**Work item**
The line containing "Note: mark the brick" opens the span to copy, and the last line of the records below closes it. Write out that span exactly.

**The records**

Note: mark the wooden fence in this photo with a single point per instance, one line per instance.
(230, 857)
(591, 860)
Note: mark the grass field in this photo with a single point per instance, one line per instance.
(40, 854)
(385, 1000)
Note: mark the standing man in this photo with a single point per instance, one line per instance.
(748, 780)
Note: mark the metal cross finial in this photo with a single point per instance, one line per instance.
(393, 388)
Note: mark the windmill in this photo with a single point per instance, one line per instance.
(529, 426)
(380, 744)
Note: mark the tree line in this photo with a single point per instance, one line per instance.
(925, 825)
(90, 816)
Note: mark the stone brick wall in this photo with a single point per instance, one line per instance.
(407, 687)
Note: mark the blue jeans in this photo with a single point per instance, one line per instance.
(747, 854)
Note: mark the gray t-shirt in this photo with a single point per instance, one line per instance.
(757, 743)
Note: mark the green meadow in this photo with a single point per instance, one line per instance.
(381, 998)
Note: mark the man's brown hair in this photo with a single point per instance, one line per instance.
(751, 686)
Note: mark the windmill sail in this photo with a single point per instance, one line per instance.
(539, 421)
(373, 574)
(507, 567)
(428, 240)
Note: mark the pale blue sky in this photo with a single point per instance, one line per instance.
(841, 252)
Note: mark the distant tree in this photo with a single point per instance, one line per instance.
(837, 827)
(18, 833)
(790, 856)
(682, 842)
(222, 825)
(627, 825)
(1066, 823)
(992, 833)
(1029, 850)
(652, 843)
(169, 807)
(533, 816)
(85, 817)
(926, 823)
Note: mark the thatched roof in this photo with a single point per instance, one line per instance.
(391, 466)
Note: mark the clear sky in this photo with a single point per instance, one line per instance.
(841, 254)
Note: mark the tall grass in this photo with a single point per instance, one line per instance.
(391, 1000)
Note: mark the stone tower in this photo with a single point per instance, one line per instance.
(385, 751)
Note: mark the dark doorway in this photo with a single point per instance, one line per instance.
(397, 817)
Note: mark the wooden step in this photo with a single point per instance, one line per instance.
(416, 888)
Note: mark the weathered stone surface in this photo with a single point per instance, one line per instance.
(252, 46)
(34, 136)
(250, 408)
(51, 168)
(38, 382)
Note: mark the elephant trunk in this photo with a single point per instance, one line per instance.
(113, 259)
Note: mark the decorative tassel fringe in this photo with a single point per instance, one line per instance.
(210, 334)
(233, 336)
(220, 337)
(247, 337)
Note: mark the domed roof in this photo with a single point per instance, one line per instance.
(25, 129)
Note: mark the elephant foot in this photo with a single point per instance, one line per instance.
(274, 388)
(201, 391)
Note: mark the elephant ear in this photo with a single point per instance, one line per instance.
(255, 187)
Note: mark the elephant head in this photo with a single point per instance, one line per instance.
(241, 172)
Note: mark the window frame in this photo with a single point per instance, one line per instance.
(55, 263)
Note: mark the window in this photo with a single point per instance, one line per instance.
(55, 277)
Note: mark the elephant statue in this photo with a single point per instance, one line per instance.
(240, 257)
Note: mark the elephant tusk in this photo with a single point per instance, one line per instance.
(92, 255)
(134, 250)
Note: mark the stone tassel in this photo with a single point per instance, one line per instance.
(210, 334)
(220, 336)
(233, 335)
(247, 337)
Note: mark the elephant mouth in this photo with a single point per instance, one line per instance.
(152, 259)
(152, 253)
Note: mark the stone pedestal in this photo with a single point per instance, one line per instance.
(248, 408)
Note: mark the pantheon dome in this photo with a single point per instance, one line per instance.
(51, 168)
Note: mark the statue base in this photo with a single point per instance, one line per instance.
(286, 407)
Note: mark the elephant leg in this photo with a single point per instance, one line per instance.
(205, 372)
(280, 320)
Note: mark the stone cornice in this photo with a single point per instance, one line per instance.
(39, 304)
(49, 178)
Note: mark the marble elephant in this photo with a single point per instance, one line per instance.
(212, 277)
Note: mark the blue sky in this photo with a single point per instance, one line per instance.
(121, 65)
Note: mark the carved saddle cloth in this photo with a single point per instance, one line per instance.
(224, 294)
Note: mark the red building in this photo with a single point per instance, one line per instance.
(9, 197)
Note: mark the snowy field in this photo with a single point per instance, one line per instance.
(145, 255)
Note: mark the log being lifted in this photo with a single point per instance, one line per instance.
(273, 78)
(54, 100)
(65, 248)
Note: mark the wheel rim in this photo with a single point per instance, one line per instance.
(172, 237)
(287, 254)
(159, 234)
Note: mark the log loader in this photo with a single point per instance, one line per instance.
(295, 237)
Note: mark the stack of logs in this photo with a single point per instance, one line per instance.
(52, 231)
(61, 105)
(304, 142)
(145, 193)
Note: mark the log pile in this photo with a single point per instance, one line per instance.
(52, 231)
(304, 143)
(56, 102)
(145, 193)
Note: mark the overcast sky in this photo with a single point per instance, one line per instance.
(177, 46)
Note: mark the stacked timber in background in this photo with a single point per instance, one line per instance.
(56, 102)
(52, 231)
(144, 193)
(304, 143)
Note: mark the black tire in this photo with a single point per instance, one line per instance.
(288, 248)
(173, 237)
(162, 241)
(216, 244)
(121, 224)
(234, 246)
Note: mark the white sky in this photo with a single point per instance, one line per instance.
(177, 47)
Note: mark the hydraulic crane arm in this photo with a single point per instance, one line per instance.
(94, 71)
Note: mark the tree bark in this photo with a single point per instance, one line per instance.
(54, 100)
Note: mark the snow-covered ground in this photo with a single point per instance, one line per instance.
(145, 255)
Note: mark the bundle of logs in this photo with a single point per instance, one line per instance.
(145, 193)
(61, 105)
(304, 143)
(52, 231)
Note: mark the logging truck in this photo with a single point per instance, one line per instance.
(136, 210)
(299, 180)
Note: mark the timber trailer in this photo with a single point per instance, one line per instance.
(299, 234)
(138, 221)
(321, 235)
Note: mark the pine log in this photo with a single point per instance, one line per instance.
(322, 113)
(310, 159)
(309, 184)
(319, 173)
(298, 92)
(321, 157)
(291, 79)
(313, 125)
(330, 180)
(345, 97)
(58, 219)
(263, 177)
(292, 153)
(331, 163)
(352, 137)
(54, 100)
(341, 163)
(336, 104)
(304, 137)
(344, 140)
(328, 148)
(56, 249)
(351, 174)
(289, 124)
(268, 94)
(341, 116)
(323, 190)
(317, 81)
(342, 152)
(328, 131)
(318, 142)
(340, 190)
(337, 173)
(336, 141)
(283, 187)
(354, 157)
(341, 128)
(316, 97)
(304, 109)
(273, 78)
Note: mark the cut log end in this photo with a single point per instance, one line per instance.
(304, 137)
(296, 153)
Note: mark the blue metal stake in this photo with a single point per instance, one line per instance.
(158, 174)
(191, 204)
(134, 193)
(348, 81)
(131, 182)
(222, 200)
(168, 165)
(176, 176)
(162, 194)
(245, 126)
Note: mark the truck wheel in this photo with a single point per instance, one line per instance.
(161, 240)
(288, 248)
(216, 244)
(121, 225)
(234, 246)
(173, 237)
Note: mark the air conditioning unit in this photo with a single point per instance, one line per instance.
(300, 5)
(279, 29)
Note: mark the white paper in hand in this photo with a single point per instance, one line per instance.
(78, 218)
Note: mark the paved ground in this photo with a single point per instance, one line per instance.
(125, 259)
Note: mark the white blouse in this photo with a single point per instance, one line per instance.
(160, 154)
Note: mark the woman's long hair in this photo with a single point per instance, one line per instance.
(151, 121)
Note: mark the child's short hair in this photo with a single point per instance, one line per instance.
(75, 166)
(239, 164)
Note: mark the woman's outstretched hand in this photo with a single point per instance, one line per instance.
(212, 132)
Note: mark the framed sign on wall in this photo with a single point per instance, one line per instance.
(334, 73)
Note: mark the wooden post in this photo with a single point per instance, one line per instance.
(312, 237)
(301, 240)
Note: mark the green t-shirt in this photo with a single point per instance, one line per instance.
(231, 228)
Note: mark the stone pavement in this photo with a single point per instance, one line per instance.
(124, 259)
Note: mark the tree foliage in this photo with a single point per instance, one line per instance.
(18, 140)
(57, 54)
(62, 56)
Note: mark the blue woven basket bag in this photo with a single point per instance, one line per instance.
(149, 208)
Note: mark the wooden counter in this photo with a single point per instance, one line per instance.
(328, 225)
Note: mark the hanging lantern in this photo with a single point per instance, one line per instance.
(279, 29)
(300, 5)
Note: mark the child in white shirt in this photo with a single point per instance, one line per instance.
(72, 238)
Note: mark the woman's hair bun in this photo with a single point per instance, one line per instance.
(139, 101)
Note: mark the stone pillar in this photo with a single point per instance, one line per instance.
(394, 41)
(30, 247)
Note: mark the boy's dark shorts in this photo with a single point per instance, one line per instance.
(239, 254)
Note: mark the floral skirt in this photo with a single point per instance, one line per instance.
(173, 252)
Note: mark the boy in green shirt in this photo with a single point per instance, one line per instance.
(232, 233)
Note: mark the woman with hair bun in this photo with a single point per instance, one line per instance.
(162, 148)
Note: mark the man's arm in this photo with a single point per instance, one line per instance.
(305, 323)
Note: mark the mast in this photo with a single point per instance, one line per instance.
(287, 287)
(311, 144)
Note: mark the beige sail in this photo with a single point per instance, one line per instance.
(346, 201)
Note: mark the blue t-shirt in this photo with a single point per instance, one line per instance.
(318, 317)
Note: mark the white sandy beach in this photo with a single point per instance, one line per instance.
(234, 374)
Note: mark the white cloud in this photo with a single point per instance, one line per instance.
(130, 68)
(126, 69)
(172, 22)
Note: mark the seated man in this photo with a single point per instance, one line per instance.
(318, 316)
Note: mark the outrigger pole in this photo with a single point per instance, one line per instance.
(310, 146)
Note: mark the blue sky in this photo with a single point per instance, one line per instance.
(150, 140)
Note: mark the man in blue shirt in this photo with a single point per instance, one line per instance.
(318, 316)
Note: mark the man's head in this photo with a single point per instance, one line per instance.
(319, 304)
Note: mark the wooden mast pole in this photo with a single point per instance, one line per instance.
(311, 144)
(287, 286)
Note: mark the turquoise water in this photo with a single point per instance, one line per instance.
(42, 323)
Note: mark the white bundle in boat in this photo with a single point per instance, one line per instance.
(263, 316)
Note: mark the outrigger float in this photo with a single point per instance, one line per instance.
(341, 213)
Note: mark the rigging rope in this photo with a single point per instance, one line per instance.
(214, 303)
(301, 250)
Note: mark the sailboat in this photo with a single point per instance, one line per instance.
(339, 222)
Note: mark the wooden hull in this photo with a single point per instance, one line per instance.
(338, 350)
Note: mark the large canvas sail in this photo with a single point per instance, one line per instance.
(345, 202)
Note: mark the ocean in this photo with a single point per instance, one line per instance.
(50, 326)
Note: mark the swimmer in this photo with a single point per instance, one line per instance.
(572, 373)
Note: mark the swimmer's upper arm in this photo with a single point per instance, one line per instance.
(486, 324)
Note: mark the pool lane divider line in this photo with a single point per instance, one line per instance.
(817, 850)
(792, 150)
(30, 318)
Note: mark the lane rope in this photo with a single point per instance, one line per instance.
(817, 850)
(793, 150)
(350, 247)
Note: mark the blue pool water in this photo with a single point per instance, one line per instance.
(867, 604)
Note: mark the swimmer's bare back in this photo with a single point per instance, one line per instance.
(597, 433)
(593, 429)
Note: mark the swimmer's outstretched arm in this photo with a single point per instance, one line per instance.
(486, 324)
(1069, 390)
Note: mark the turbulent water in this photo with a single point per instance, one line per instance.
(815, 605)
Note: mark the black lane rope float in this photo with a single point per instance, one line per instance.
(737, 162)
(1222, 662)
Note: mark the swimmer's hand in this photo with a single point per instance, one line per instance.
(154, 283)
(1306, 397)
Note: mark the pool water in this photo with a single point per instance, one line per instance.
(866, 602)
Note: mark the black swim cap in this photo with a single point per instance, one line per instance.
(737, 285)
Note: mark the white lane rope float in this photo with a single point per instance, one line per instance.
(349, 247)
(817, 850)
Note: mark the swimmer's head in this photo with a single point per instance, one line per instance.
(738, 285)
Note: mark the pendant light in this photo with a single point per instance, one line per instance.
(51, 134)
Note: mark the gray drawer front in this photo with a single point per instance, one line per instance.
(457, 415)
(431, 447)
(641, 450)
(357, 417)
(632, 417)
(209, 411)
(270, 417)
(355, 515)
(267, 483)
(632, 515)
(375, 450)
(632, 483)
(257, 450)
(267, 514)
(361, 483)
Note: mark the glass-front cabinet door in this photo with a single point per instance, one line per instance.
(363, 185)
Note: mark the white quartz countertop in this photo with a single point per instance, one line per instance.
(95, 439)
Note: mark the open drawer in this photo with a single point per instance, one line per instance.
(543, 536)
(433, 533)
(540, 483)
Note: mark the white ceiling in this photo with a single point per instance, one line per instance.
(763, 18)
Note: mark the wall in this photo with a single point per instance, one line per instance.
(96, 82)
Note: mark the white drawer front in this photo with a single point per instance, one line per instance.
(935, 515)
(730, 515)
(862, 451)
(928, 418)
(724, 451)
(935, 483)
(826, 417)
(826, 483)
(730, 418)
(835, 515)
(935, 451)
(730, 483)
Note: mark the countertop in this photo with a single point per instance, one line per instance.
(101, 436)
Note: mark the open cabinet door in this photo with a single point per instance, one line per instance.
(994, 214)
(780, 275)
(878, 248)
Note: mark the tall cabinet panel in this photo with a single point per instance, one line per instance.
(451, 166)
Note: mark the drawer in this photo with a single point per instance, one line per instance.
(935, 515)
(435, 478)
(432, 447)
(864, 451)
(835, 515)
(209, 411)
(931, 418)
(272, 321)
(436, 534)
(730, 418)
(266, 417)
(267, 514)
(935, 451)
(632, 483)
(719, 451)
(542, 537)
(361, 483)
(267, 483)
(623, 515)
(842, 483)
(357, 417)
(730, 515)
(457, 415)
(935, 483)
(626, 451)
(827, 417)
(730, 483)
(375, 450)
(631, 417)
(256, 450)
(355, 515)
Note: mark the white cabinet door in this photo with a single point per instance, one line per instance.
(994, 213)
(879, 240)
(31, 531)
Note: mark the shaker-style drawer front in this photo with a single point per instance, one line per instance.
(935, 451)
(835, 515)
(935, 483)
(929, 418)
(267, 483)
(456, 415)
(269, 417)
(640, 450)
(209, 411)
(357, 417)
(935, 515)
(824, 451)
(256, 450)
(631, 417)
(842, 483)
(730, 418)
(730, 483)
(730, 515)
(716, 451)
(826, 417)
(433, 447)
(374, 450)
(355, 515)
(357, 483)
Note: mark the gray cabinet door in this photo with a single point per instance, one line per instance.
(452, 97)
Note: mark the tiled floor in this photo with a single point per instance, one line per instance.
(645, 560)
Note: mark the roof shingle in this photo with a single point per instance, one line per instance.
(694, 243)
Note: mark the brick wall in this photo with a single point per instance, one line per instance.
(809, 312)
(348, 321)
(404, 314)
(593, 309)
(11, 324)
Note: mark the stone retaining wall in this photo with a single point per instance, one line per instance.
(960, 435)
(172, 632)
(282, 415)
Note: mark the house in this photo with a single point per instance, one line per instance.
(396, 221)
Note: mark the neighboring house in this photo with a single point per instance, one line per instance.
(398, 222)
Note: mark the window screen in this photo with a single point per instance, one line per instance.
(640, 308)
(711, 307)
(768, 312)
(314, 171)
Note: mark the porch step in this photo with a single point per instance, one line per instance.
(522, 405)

**Solved exercise**
Note: mark the brick wall in this photo with a single point per instance, one line per instance.
(809, 312)
(348, 321)
(404, 314)
(593, 309)
(11, 324)
Note: mark the stone retaining wall in this photo with a single point per instance, one line per instance.
(960, 435)
(172, 632)
(282, 415)
Note: mark the house in this photo with a single point per instance, one line per instance.
(396, 221)
Note: mark the neighboring house in this photo with a single point per instance, one line per instance.
(398, 222)
Note: mark the window screen in this photo with a single point per instance, one line per instance.
(640, 308)
(711, 307)
(768, 312)
(314, 171)
Note: mark the porch step in this photo with a single point per instance, one line per instance.
(522, 405)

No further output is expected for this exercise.